Your goal: Can you arrange the lines below as a JSON list of strings, with one string per line and any blank lines left out?

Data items
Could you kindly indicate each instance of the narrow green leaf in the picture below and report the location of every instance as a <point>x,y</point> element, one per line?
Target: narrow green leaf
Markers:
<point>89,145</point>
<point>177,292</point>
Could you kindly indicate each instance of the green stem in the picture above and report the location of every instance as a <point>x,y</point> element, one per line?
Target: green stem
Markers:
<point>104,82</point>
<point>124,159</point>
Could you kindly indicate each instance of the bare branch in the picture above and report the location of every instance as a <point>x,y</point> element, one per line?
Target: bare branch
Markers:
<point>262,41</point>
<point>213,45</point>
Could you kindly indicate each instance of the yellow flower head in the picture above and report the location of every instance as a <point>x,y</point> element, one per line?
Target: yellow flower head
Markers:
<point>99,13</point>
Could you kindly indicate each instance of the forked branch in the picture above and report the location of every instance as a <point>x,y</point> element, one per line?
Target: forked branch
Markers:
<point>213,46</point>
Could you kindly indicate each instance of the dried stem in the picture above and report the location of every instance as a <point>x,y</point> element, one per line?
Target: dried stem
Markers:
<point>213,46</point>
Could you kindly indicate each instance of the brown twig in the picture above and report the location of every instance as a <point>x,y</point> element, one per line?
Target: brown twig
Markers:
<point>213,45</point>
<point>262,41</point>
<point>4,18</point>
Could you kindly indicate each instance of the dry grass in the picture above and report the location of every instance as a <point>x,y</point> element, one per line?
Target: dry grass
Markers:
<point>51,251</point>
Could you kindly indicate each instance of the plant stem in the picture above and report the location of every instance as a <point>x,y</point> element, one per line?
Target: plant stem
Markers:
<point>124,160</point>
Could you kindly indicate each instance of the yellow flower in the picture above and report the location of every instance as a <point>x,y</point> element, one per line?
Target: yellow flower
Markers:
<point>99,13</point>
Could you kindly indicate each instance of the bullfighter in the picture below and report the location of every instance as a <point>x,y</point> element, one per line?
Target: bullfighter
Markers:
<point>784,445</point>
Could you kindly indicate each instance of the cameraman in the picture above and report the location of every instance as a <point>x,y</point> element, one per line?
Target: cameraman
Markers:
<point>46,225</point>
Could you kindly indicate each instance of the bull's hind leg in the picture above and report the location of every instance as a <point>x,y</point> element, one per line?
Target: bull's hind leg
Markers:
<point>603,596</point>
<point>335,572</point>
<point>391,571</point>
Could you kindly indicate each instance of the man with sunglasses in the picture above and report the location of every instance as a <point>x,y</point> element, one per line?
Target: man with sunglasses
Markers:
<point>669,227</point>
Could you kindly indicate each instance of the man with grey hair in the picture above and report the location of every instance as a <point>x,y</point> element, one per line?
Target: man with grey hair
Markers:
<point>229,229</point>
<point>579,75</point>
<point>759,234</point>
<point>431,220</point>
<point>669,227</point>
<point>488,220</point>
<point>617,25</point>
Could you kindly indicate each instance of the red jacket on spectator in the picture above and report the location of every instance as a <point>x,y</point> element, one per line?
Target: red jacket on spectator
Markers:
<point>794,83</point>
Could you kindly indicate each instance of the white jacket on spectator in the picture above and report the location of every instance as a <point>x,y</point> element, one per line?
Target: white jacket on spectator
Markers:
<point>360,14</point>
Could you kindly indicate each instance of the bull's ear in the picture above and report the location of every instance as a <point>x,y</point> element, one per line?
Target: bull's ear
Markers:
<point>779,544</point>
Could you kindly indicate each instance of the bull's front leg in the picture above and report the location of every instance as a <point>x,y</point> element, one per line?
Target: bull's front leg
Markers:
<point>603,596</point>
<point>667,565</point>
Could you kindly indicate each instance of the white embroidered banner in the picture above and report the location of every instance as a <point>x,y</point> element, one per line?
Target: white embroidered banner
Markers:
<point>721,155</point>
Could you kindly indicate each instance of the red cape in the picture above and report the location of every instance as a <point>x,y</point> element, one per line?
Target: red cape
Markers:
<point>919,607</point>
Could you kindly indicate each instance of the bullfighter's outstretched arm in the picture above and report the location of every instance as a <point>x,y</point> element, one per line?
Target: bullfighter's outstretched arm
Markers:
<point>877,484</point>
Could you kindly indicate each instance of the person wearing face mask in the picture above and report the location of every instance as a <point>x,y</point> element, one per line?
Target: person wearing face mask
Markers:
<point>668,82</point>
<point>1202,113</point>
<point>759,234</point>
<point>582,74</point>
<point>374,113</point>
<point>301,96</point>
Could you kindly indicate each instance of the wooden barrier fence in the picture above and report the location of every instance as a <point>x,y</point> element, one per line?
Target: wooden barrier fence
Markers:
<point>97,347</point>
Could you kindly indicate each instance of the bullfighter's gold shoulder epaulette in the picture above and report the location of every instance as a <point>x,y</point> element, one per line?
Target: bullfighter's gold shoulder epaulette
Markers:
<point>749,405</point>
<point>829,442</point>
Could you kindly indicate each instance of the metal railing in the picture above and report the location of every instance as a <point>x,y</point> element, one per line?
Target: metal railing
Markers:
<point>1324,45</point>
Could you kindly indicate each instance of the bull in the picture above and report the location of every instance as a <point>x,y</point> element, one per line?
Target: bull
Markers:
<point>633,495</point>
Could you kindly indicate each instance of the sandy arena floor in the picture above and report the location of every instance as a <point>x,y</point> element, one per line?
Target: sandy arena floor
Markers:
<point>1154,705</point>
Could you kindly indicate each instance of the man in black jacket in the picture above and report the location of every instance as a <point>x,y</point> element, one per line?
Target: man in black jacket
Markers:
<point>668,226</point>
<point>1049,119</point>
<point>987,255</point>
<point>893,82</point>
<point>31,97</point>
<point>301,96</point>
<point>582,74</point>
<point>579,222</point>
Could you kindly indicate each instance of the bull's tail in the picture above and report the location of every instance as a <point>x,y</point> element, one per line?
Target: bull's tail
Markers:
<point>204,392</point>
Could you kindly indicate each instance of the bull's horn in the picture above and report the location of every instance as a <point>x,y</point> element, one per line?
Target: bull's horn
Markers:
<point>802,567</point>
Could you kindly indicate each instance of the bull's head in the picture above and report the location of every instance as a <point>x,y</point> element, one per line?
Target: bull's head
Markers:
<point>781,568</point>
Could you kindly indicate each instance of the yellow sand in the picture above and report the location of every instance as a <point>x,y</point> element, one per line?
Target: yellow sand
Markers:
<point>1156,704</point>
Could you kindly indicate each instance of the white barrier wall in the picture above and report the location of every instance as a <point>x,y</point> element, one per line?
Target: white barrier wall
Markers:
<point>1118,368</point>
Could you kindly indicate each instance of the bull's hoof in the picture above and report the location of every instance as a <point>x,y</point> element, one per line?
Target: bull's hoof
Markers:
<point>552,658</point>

Solution below:
[
  "Could you kindly indicate each instance of the narrow green leaf in the picture below and report the location of every instance as a <point>x,y</point> element, one per line?",
  "Target: narrow green leaf",
  "Markers:",
  "<point>89,145</point>",
  "<point>177,292</point>",
  "Could you kindly indicate each instance of the green stem in the picture above and report the location of every instance as a <point>x,y</point> element, one per line?",
  "Target: green stem",
  "Markers:",
  "<point>104,82</point>",
  "<point>124,159</point>",
  "Could you kindly indicate each instance of the bare branch in the picture above and report the location of every instance as a <point>x,y</point> element, one per line?",
  "Target: bare branch",
  "Markers:",
  "<point>262,41</point>",
  "<point>213,45</point>",
  "Could you kindly indicate each instance of the yellow flower head in the picture above and report the location of every instance as a <point>x,y</point> element, one per line?",
  "Target: yellow flower head",
  "Markers:",
  "<point>99,13</point>",
  "Could you kindly indicate each instance of the forked branch in the picture above and report the location of every instance as a <point>x,y</point> element, one per line?",
  "Target: forked branch",
  "Markers:",
  "<point>213,46</point>",
  "Could you kindly indicate each instance of the dried stem in the picture above and report the location of every instance as a <point>x,y</point> element, one per line?",
  "Target: dried stem",
  "Markers:",
  "<point>213,46</point>",
  "Could you kindly indicate each instance of the brown twig in the picture above and report the location of every instance as a <point>x,y</point> element, one per line?",
  "Target: brown twig",
  "Markers:",
  "<point>213,45</point>",
  "<point>262,41</point>",
  "<point>4,18</point>",
  "Could you kindly indicate each instance of the dry grass in the picture above and report the location of every instance as a <point>x,y</point> element, one per line?",
  "Target: dry grass",
  "Markers:",
  "<point>51,251</point>",
  "Could you kindly indicate each instance of the plant stem in the picture above and report the location of every instance as a <point>x,y</point> element, one per line?",
  "Target: plant stem",
  "Markers:",
  "<point>124,160</point>",
  "Could you kindly indicate each instance of the yellow flower in the picture above and report the location of every instance as a <point>x,y</point> element, one per line?",
  "Target: yellow flower",
  "Markers:",
  "<point>99,13</point>",
  "Could you kindly indicate each instance of the bullfighter in the picture below and report the location of every instance as a <point>x,y</point> element, one per line?",
  "Target: bullfighter",
  "Markers:",
  "<point>784,445</point>",
  "Could you kindly indicate each instance of the cameraman in the picture above and report the location of every instance as a <point>x,y</point> element, one per line?",
  "Target: cameraman",
  "Markers:",
  "<point>46,225</point>",
  "Could you kindly indicate each instance of the bull's hind leg in the picture above and report the location of every instance as a <point>x,y</point> element, one per line?",
  "Target: bull's hind leg",
  "Markers:",
  "<point>603,596</point>",
  "<point>335,572</point>",
  "<point>391,571</point>",
  "Could you kindly indicate each instance of the man with sunglasses in the picture above and report the location of every instance as a <point>x,y</point> element, one per line?",
  "Target: man with sunglasses",
  "Markers:",
  "<point>669,227</point>",
  "Could you kindly indicate each instance of the man with grey hair in the picture above and report the location of every instance as a <point>x,y</point> element, one per line?",
  "Target: man with grey hair",
  "Markers:",
  "<point>229,229</point>",
  "<point>579,75</point>",
  "<point>759,234</point>",
  "<point>431,220</point>",
  "<point>669,227</point>",
  "<point>488,220</point>",
  "<point>617,25</point>",
  "Could you kindly indicate each instance of the red jacket on spectator in the picture above and report the location of every instance as a <point>x,y</point> element, one per line?",
  "Target: red jacket on spectator",
  "Markers:",
  "<point>794,83</point>",
  "Could you kindly indicate each instance of the white jacket on spectator in the picture above and report the location of every instance as a <point>x,y</point> element, one per line?",
  "Target: white jacket on spectator",
  "Markers:",
  "<point>360,14</point>",
  "Could you kindly indicate each instance of the bull's ear in the picture above and report the location of every instance as a <point>x,y</point> element, one per line?",
  "Target: bull's ear",
  "Markers:",
  "<point>779,544</point>",
  "Could you kindly indicate each instance of the bull's front leg in the picture above and report the location of every instance as a <point>x,y</point> element, one per line?",
  "Target: bull's front leg",
  "Markers:",
  "<point>603,596</point>",
  "<point>667,565</point>",
  "Could you kindly indicate each instance of the white embroidered banner in the picture above and report the location of every instance as a <point>x,y</point> element, one per line?",
  "Target: white embroidered banner",
  "Markers:",
  "<point>721,155</point>",
  "Could you kindly indicate each instance of the red cape in the picture above and report the location of every instance as a <point>x,y</point> element, one per line?",
  "Target: red cape",
  "Markers:",
  "<point>919,607</point>",
  "Could you kindly indicate each instance of the bullfighter's outstretched arm in the picture above and report the location of every instance as a <point>x,y</point> element, one per line?",
  "Target: bullfighter's outstretched arm",
  "Markers:",
  "<point>877,484</point>",
  "Could you kindly indicate each instance of the person wearing face mask in the picture above and report the location of every instance as a <point>x,y</point> element, one per line?",
  "Target: person wearing face mask",
  "Markers:",
  "<point>668,82</point>",
  "<point>1202,113</point>",
  "<point>759,234</point>",
  "<point>582,74</point>",
  "<point>374,113</point>",
  "<point>301,96</point>",
  "Could you kindly indicate each instance of the wooden barrier fence in the picture above and report the location of every instance as a <point>x,y</point> element, one per line?",
  "Target: wooden barrier fence",
  "Markers:",
  "<point>97,347</point>",
  "Could you kindly indicate each instance of the bullfighter's gold shoulder epaulette in the picture above and report the location of every instance as a <point>x,y</point> element, one per line?",
  "Target: bullfighter's gold shoulder epaulette",
  "Markers:",
  "<point>749,405</point>",
  "<point>829,442</point>",
  "Could you kindly indicate each instance of the metal railing in the picture above and report the location of every instance as a <point>x,y</point> element, one per line?",
  "Target: metal railing",
  "Markers:",
  "<point>1324,45</point>",
  "Could you kindly indicate each instance of the bull in the picture above and report the location of every instance as a <point>x,y</point> element, one per line?",
  "Target: bull",
  "Markers:",
  "<point>633,495</point>",
  "Could you kindly indicate each instance of the sandy arena floor in the picture above and report the location of every instance as a <point>x,y</point> element, one per line?",
  "Target: sandy arena floor",
  "Markers:",
  "<point>1154,705</point>",
  "Could you kindly indicate each instance of the man in black jacket in the picture above and report the location of every instance as a <point>x,y</point> element, one per line?",
  "Target: man in black jacket",
  "Markers:",
  "<point>668,226</point>",
  "<point>1049,119</point>",
  "<point>987,255</point>",
  "<point>893,82</point>",
  "<point>31,97</point>",
  "<point>301,96</point>",
  "<point>582,74</point>",
  "<point>579,222</point>",
  "Could you kindly indicate each instance of the bull's tail in the picture above and report the location of every instance as a <point>x,y</point> element, one per line?",
  "Target: bull's tail",
  "Markers:",
  "<point>204,392</point>",
  "Could you kindly indicate each instance of the bull's horn in the picture above and report the location of every instance as a <point>x,y</point> element, one per line?",
  "Target: bull's horn",
  "Markers:",
  "<point>802,567</point>",
  "Could you kindly indicate each instance of the bull's head in the picture above and report the location of every instance as a <point>x,y</point> element, one per line?",
  "Target: bull's head",
  "Markers:",
  "<point>781,568</point>",
  "Could you kindly indicate each instance of the yellow sand in the picture above and report the location of every instance as a <point>x,y</point> element, one per line?",
  "Target: yellow sand",
  "Markers:",
  "<point>1156,704</point>",
  "Could you kindly indicate each instance of the white barrier wall in the picture above and report the location of every instance as a <point>x,y</point> element, one per line?",
  "Target: white barrier wall",
  "Markers:",
  "<point>1118,368</point>",
  "Could you kindly indicate each instance of the bull's hoof in the picture above and report the location of every instance as a <point>x,y</point> element, one per line?",
  "Target: bull's hoof",
  "Markers:",
  "<point>552,658</point>"
]